# What this task involves
In the passage below on fund merger costs, what is the estimated total cost to an acquired fund of obtaining shareholder approval for a fund merger?

# Selected text
The rule imposes an annual cost burden on the industry in addition to the cost arising from the hour burden described in Item 12 of this Supporting Statement. The directors of any fund merging with an unregistered entity must approve procedures for the valuation of assets received from that entity. The procedures must provide for the preparation of a report by an independent evaluator that sets forth the fair value of each such asset for which market quotations are not readily available. The staff estimates, based on discussions with professionals who have prepared similar valuation reports, that obtaining a valuation report from independent evaluators typically would cost each fund that merges with an unregistered entity approximately $15,000. In 2006, an estimated 15 affiliated fund mergers involved the kinds of unregistered entities covered by the rule.22 The annual cost to the industry of this requirement is expected to be approximately $225,000 ($15,000 x 15 merging funds).

We anticipate that the condition in the rule requiring non-surviving funds to obtain shareholder approval would result in shareholder votes by approximately 22 funds that otherwise would not have conducted shareholder votes.23 The funds or their advisers incur legal, mailing, printing, solicitation, and tabulation costs in connection with a shareholder vote. We estimate, based on discussions with representatives of funds and service providers, that the total cost to an acquired fund of obtaining shareholder approval for a fund merger is approximately $75,000. Thus, we anticipate that the aggregate annual cost associated with this provision will be approximately $1,650,000 ($75,000 x 22 funds).

# Stored rows
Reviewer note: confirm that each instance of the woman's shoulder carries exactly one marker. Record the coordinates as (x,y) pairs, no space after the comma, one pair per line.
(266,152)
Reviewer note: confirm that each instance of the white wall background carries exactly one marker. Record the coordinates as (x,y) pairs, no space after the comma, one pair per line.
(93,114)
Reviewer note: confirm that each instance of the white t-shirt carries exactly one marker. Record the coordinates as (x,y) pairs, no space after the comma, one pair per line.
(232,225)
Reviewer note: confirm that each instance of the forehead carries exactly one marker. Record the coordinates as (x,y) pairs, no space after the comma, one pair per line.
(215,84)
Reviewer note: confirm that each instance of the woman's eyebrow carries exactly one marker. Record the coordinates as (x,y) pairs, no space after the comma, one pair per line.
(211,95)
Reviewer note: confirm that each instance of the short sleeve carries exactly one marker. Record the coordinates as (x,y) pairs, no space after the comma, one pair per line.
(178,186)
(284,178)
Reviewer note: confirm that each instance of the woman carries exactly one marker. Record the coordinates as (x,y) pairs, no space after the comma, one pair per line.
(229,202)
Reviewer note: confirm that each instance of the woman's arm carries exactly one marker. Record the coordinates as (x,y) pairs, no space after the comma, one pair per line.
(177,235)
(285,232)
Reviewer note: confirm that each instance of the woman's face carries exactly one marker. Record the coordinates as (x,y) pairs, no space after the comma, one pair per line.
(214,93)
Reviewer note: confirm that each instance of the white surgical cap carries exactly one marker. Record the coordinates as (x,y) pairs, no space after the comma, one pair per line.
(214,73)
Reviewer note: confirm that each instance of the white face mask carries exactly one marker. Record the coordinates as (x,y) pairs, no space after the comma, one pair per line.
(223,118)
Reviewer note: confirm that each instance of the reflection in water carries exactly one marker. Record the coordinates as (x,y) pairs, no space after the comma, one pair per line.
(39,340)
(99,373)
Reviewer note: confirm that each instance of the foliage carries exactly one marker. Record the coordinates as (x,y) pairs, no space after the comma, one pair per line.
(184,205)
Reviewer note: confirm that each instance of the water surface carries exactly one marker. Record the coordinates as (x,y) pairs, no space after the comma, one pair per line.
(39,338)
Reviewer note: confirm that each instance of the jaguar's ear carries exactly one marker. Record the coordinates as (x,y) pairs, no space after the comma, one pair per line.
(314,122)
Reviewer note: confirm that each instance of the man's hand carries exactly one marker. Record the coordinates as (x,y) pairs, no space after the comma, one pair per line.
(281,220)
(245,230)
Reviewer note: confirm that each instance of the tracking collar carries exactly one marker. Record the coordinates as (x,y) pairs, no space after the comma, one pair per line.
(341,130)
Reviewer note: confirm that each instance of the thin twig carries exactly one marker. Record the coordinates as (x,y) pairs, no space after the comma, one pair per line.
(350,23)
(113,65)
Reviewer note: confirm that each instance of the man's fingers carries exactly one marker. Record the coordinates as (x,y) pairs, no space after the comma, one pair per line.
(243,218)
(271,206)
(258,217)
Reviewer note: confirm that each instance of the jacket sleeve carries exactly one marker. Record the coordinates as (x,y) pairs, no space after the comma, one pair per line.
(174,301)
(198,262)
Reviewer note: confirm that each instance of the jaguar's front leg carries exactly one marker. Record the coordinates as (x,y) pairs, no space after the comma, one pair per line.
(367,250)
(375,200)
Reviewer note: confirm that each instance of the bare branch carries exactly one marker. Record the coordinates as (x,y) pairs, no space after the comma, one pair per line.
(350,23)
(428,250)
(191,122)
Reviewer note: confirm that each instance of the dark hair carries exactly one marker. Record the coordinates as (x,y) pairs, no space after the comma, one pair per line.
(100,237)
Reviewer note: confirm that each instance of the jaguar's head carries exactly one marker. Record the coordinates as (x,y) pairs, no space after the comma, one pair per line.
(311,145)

# Written response
Approximately $75,000.